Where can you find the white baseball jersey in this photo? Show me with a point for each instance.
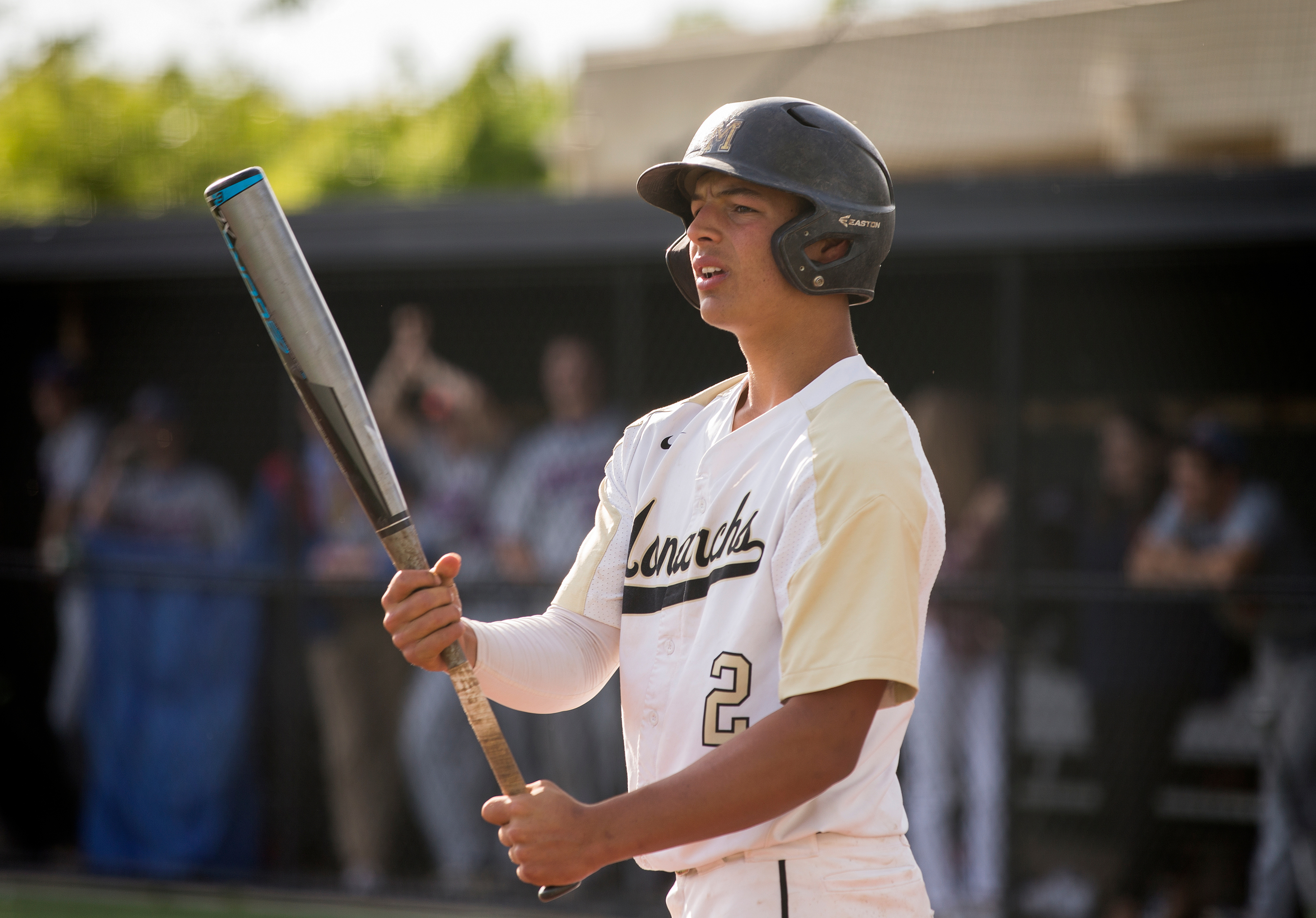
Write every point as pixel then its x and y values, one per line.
pixel 744 567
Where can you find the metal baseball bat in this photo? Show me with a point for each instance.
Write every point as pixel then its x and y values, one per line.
pixel 314 353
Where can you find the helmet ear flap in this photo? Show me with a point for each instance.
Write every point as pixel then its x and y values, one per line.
pixel 681 269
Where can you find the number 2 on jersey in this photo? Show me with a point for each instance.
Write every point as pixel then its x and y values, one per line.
pixel 719 699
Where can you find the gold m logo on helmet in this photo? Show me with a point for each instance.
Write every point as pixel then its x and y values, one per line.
pixel 851 222
pixel 722 137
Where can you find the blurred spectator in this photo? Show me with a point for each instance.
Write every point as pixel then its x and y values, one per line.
pixel 544 505
pixel 170 787
pixel 543 510
pixel 1213 530
pixel 451 444
pixel 956 746
pixel 70 446
pixel 357 678
pixel 1138 658
pixel 452 447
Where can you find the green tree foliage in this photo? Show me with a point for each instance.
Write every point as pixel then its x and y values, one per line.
pixel 73 144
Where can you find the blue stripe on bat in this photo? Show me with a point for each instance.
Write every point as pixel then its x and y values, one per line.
pixel 231 191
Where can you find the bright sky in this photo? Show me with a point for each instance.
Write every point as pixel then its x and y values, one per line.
pixel 332 52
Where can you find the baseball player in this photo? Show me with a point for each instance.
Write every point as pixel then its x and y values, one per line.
pixel 760 564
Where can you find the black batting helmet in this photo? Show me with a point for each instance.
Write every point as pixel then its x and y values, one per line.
pixel 805 149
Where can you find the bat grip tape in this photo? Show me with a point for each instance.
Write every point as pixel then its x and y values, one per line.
pixel 481 717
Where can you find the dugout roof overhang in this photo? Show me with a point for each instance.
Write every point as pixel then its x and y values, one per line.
pixel 951 218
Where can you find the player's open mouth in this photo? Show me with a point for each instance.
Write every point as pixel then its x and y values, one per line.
pixel 709 277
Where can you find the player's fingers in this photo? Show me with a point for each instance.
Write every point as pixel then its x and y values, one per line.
pixel 406 583
pixel 495 811
pixel 448 567
pixel 420 604
pixel 410 634
pixel 426 650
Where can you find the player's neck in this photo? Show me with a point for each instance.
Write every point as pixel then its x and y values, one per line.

- - - - -

§ **What to work on**: Reproduce the data above word for word, from its first line through the line containing "pixel 452 447", with both of those lines included. Leave the picture out of your copy.

§ **Answer**:
Where can you find the white baseball jersey in this photo? Show me with a point for each instance.
Write every point as pixel then its x and y values, one per line.
pixel 744 567
Where can you find the metal baseball bat in this photo? Show me with a point for each instance.
Write every point as pixel then its x and y values, one per line.
pixel 314 353
Where can you find the helmet ear flap in this photo? Show me with a point for each instance.
Write every point as pixel then its x and y values, one per line.
pixel 681 269
Where can you find the number 2 on jersey in this photo? Show me with a point for each instance.
Write every point as pixel then its x and y values, one per line.
pixel 719 699
Where can you find the gold m logo on helmet in this photo? Show me with a point for each instance.
Write every point as pixel then its x and y values, one per line.
pixel 851 222
pixel 722 137
Where can you find the blurred spectator in this photo? Show me with a point for each instance.
Write every point as pixel then its x and y values, one per line.
pixel 544 505
pixel 170 787
pixel 543 510
pixel 1213 530
pixel 451 444
pixel 956 746
pixel 70 446
pixel 357 678
pixel 1138 658
pixel 452 447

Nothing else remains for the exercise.